▶ [Exercise prompt]
Omit the pictures, but give back every entry below exactly as written.

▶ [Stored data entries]
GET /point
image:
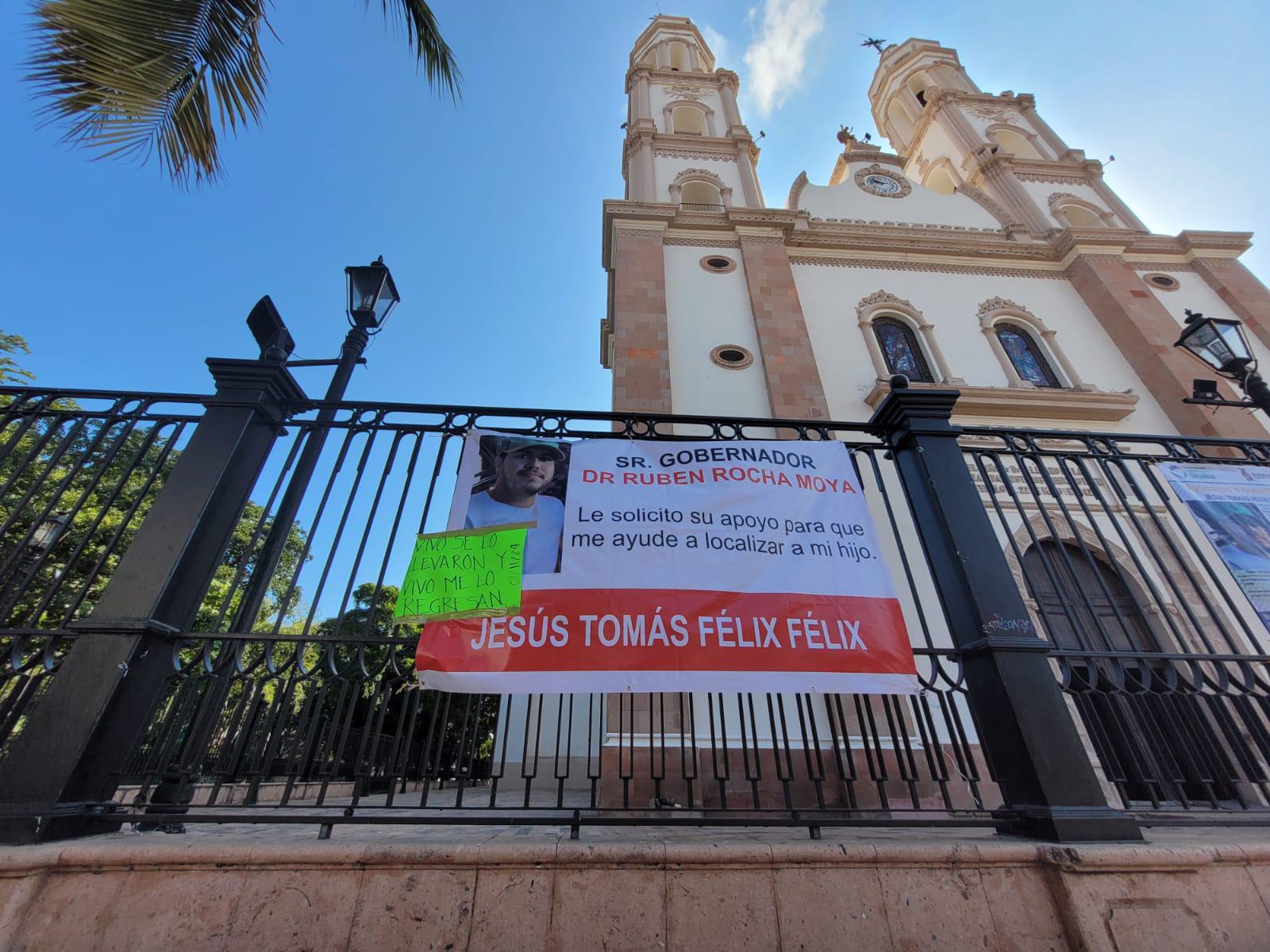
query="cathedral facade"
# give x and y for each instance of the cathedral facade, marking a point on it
(978, 253)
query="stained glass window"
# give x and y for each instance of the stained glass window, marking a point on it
(1029, 361)
(899, 349)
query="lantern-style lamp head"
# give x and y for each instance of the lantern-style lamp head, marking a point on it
(371, 295)
(48, 530)
(1218, 343)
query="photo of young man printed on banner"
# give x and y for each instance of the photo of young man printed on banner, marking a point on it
(514, 480)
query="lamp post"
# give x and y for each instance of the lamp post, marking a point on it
(1221, 344)
(372, 296)
(41, 541)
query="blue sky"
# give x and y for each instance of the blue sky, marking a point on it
(489, 213)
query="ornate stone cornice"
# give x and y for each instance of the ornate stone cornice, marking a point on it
(992, 207)
(700, 241)
(1052, 178)
(910, 226)
(883, 298)
(1003, 304)
(696, 155)
(929, 267)
(1035, 403)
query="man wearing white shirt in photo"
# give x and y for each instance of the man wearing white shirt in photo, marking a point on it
(522, 469)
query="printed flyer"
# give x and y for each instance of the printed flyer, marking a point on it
(657, 565)
(1232, 505)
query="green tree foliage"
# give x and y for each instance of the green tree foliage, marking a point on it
(10, 370)
(133, 78)
(98, 479)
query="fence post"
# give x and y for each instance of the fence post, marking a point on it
(1045, 772)
(67, 758)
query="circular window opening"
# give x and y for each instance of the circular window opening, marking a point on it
(734, 357)
(1162, 282)
(719, 264)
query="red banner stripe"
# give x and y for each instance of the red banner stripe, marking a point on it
(698, 631)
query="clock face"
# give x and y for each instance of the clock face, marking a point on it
(882, 184)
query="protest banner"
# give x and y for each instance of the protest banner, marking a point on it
(676, 566)
(1231, 503)
(463, 574)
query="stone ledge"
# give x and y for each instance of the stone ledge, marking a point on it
(1029, 403)
(530, 889)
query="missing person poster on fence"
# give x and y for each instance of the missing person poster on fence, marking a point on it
(656, 565)
(1232, 505)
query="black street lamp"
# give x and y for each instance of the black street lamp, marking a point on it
(37, 547)
(48, 532)
(1221, 344)
(372, 296)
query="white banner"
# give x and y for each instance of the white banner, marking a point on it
(1232, 505)
(660, 565)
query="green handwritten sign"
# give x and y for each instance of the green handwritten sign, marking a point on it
(464, 574)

▶ [Solution to this task]
GET /point
image:
query="cathedral facade"
# give x and y for each instance of the cathedral facade, marking a point on it
(978, 253)
query="stained glass window"
# give x and y for each instance of the stained glass window, marking a point on it
(1029, 361)
(899, 349)
query="lantern-style lamp head"
# give x and y for each instance of the lantern-style lamp head, marking a point on it
(371, 295)
(48, 530)
(1218, 343)
query="photo of young man printed on banner"
# give x and y for each instance of the photo of young man printed on banner, marking a point on it
(514, 480)
query="lamp post"
# give x and y for each instance of the lamp post, marking a point on it
(1221, 344)
(372, 296)
(41, 541)
query="blue sky"
# give x and y for each instance of the blue sky, marking a point on it
(489, 213)
query="ornate stone cornice"
# give x and y for each instance of the ornate stone cornice, marking a point on it
(992, 207)
(700, 241)
(1052, 178)
(910, 226)
(883, 298)
(1003, 304)
(696, 155)
(929, 267)
(1035, 403)
query="man wearing white shirt in photo"
# give x and y for each instance of the man wearing white shirt in photo, marking a point on it
(522, 469)
query="printed flyer"
# give x and y for each instance of the printed flyer, marking a point on it
(657, 565)
(1232, 505)
query="green tree foliage"
# give x and y for each instance of the green tree foliage, marking a point on it
(10, 370)
(133, 78)
(98, 479)
query="fence post"
# give x and y for each instance of the fence post, marking a point on it
(1045, 772)
(67, 758)
query="circular window opening"
# give x and y for each instance of the circular window opening, marking a point on it
(734, 357)
(1162, 282)
(719, 264)
query="red banner stripe"
# give x and y for each instance of the red banner stripe, marking a point on it
(698, 631)
query="clock face"
# give x and y for each instance of the clock face, marking a point on it
(882, 184)
query="protest banner"
# give x and y for each instance of the protest banner, marking a point on it
(676, 566)
(1231, 503)
(463, 574)
query="stone ledge"
# give x and y for each instance of the stone ledge, marking a point on it
(1029, 403)
(530, 889)
query="missing person poster on fence"
# give x and y for each instance of the missing person poster on fence, marking a point on it
(656, 565)
(1232, 505)
query="black street lamp"
# give x and y for each instance of the black street lamp, marking a point on it
(37, 547)
(48, 532)
(1221, 344)
(372, 296)
query="white banner"
# give x and y for each instance of the white banner, marking a point on it
(1232, 505)
(660, 565)
query="green handwritten sign"
# give x and y for each instance of the green handwritten sign, marking a point on it
(464, 574)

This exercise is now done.